╭─ Record extracts

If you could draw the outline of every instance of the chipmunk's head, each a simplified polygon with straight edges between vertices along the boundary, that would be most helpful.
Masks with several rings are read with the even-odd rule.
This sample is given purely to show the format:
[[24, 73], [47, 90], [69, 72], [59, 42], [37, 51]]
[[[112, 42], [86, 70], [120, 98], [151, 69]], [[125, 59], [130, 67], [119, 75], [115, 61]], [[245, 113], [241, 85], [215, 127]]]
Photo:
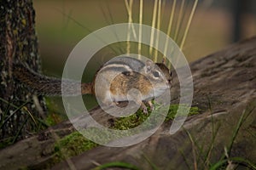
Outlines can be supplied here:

╰─

* [Task to complete]
Please reproduce the whole listing above line for line, without changing anything, and leave the picture out.

* [Solution below]
If you could draw the outline of every instance of the chipmunk's head, each a simplified polygon with straight edges between vertices along the boundary, that would be most helpful.
Masks with several rings are read with the even-odd rule.
This sample is given purely to show the format:
[[24, 73], [47, 90], [69, 72], [59, 42], [37, 51]]
[[[112, 42], [86, 70], [120, 98], [151, 69]], [[125, 59], [130, 67], [119, 75], [115, 61]], [[245, 113], [241, 85], [215, 127]]]
Photo:
Outlines can be supplied here:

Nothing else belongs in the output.